Travail demandé -
Résumez l'extrait en deux phrases.

Extrait étudié -
....

Depuis décembre 2015, je compte les jours gagnés, les jours
passés à la clinique, le nombre de chimios que mon corps doit digérer, les
moments ou je peux m’évader... je compte, c’est plus fort que moi, je n’arrive
pas à lâcher prise avec le temps.
Je viens de profiter de dix jours de liberté au volant de
mon van, dix jours c’est peu et beaucoup à la fois. La maladie s’est écartée de
mon esprit durant cette période, même si mon colocataire n’a pu s’empêcher de
se rappeler à moi régulièrement. Au volant de mon taxi, c’est là que je me sens
le mieux, libre. Il m’arrive parfois de caresser le projet de partir en solo (ma
compagne étant coincée par son boulot) pour un road trip de plusieurs semaines,
pour faire un tour de France par exemple, ou plus. À voir......

....

Données disponibles -
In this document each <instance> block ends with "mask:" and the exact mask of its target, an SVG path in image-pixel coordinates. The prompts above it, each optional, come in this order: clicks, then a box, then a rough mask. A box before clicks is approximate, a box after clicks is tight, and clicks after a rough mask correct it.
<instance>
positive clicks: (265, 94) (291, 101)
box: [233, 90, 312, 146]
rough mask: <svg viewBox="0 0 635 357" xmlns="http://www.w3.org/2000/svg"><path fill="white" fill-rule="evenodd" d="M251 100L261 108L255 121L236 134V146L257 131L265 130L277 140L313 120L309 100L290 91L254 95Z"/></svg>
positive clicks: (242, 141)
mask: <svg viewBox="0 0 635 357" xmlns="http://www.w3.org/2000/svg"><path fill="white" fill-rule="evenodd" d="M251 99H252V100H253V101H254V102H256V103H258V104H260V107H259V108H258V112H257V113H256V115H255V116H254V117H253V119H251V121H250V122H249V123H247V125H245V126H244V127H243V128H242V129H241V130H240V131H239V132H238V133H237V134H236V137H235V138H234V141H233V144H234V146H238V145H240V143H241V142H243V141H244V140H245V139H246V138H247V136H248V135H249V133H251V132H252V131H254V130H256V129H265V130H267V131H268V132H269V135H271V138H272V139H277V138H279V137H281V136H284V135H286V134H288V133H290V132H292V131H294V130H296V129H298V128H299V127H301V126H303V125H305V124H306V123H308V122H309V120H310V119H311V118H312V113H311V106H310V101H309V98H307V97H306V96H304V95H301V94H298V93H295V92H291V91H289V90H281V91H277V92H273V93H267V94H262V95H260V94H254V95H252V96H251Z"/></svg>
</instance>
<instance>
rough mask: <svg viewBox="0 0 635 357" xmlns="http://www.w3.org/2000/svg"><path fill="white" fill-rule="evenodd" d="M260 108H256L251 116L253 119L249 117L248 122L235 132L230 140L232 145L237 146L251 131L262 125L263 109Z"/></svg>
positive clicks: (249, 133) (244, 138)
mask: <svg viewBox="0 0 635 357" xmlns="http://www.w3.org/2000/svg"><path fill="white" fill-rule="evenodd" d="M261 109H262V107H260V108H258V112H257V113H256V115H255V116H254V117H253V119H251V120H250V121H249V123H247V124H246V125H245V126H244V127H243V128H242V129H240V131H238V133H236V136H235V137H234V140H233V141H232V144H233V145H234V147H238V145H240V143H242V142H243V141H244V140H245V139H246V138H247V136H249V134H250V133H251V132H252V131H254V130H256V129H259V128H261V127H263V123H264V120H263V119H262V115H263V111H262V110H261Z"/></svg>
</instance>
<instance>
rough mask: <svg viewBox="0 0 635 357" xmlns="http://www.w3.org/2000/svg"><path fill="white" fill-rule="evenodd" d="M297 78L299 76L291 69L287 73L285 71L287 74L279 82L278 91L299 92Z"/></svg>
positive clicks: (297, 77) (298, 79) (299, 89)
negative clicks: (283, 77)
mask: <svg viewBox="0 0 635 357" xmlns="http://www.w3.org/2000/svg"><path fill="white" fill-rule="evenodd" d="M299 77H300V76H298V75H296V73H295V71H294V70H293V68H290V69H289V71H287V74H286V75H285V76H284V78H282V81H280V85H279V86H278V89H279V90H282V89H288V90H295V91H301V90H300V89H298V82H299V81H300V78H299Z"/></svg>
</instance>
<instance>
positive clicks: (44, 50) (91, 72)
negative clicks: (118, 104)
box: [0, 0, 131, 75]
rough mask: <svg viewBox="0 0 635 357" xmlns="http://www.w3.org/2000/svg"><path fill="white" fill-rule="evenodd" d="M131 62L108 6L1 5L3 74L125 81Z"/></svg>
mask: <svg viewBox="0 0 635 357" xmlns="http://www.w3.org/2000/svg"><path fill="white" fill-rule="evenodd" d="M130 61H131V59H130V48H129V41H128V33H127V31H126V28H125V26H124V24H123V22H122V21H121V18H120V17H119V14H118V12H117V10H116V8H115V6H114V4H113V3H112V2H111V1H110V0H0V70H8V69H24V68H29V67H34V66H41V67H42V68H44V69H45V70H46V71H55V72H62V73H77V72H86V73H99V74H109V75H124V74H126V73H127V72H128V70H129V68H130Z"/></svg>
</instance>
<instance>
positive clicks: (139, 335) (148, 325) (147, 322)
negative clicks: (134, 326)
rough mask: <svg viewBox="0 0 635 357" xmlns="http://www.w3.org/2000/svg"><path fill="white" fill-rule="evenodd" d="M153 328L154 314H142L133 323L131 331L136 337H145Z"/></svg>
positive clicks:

....

Corrigé -
Depuis décembre 2015, la personne qui s'exprime compte sans cesse les jours, les séjours à la clinique et les chimiothérapies, sans parvenir à lâcher prise avec le temps. Pendant dix jours au volant de son van, la maladie s'est écartée de son esprit, et elle envisage parfois un road trip en solo de plusieurs semaines, par exemple un tour de France.